→ **REQUIREMENT**
Show every line in the rows below that contains the string "clicks", copied word for word.
━━━━━ SUPPLIED MATERIAL ━━━━━
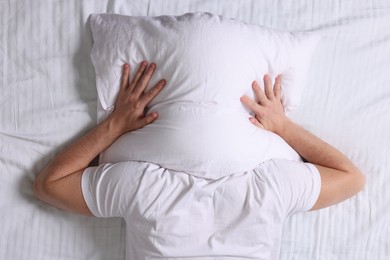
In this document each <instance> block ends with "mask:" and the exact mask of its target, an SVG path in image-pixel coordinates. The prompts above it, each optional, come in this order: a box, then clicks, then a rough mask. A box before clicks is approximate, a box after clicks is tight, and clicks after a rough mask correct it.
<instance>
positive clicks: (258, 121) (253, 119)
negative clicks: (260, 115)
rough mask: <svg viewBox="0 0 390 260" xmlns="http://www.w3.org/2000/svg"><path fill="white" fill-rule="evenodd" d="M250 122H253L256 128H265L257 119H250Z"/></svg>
mask: <svg viewBox="0 0 390 260" xmlns="http://www.w3.org/2000/svg"><path fill="white" fill-rule="evenodd" d="M249 121H251V123H252V124H254V125H255V126H257V127H259V128H264V126H263V125H262V124H261V123H260V122H259V120H257V119H256V118H255V117H251V118H249Z"/></svg>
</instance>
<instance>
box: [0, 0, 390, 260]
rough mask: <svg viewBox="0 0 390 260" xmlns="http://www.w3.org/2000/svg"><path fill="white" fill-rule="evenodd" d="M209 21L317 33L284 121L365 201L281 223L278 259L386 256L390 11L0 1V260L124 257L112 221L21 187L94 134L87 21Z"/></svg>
mask: <svg viewBox="0 0 390 260" xmlns="http://www.w3.org/2000/svg"><path fill="white" fill-rule="evenodd" d="M188 12H210V13H213V14H218V15H222V16H224V17H227V18H234V19H237V20H239V21H244V22H247V23H250V24H253V25H261V26H266V27H269V28H274V29H278V30H288V31H293V32H298V31H307V32H316V33H320V34H321V35H322V37H323V38H322V39H321V42H320V44H319V45H318V47H317V48H318V49H317V50H316V52H315V53H314V56H313V59H312V63H311V66H310V68H309V71H308V73H307V75H308V78H307V81H306V84H305V86H304V92H303V94H302V99H301V101H300V105H299V107H298V109H297V110H296V111H294V112H291V114H290V117H291V118H292V119H293V120H295V121H297V122H298V123H300V124H301V125H303V126H304V127H305V128H307V129H308V130H310V131H311V132H313V133H314V134H316V135H318V136H319V137H321V138H322V139H324V140H325V141H328V142H329V143H331V144H333V145H334V146H336V147H337V148H338V149H340V150H341V151H342V152H344V153H345V154H346V155H347V156H348V157H349V158H351V159H352V160H353V161H354V162H355V163H356V164H357V166H359V168H360V169H361V170H362V171H363V172H364V174H365V175H366V179H367V185H366V187H365V189H364V191H363V192H362V193H360V194H358V195H357V196H356V197H353V198H351V199H349V200H347V201H345V202H343V203H340V204H338V205H335V206H332V207H330V208H327V209H323V210H320V211H314V212H311V213H305V214H297V215H294V216H292V217H291V218H290V219H289V220H287V221H286V222H285V223H284V227H283V235H282V241H281V252H280V259H282V260H290V259H299V260H312V259H314V260H317V259H318V260H328V259H336V260H355V259H362V260H363V259H378V260H386V259H389V258H390V238H389V234H390V223H389V221H390V208H389V207H388V205H389V204H390V191H389V189H388V186H389V178H388V173H389V168H390V161H389V154H390V150H389V147H390V132H389V129H390V119H389V118H390V115H389V111H390V88H389V82H390V73H389V66H388V63H389V60H390V28H389V24H390V3H389V2H388V1H386V0H376V1H353V0H345V1H336V0H329V1H307V0H297V1H294V2H291V1H285V0H282V1H255V0H240V1H203V0H195V1H192V0H191V1H190V0H169V1H166V0H155V1H144V0H133V1H124V0H110V1H109V0H102V1H86V0H80V1H60V0H59V1H48V0H39V1H34V2H32V1H27V0H18V1H0V104H1V110H0V259H7V260H8V259H10V260H14V259H43V260H51V259H67V260H69V259H74V260H76V259H93V260H95V259H96V260H98V259H99V260H105V259H114V260H115V259H124V251H125V235H124V234H125V232H124V228H125V227H124V223H123V222H122V220H121V219H118V218H113V219H98V218H90V217H83V216H78V215H75V214H72V213H67V212H64V211H61V210H58V209H55V208H53V207H51V206H48V205H46V204H43V203H41V202H39V201H37V200H36V199H35V198H34V196H33V194H32V188H31V186H32V181H33V180H34V178H35V176H36V175H37V174H38V173H39V172H40V171H41V170H42V168H43V167H44V166H45V165H46V164H47V162H48V161H49V160H50V159H51V158H53V156H54V155H55V154H56V153H57V152H58V151H59V150H60V149H61V148H63V147H64V146H65V145H67V144H68V143H69V142H71V141H72V140H74V139H76V138H78V137H79V136H81V135H82V134H83V133H85V132H86V130H87V129H89V128H90V127H92V126H93V125H94V124H96V106H97V105H98V104H99V103H97V92H96V82H95V76H96V75H95V74H94V68H93V64H92V62H91V58H90V53H91V49H92V44H93V39H92V33H91V31H90V27H89V24H88V17H89V16H90V14H91V13H115V14H122V15H131V16H159V15H182V14H184V13H188Z"/></svg>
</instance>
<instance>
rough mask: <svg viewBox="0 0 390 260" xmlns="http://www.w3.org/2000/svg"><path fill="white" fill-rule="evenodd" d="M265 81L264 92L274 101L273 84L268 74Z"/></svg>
━━━━━
→ **TASK SOLUTION**
In this document each <instance> block ends with "mask:" and the exact mask of its target, an SVG path in image-pixel coordinates. The prompts above it, each optional, come in this order: a box, then clicks, then a rough mask. A box before clicks is approximate, a box after clicks is tight, and clicks after a rough mask correct it.
positive clicks: (258, 121) (253, 119)
negative clicks: (260, 115)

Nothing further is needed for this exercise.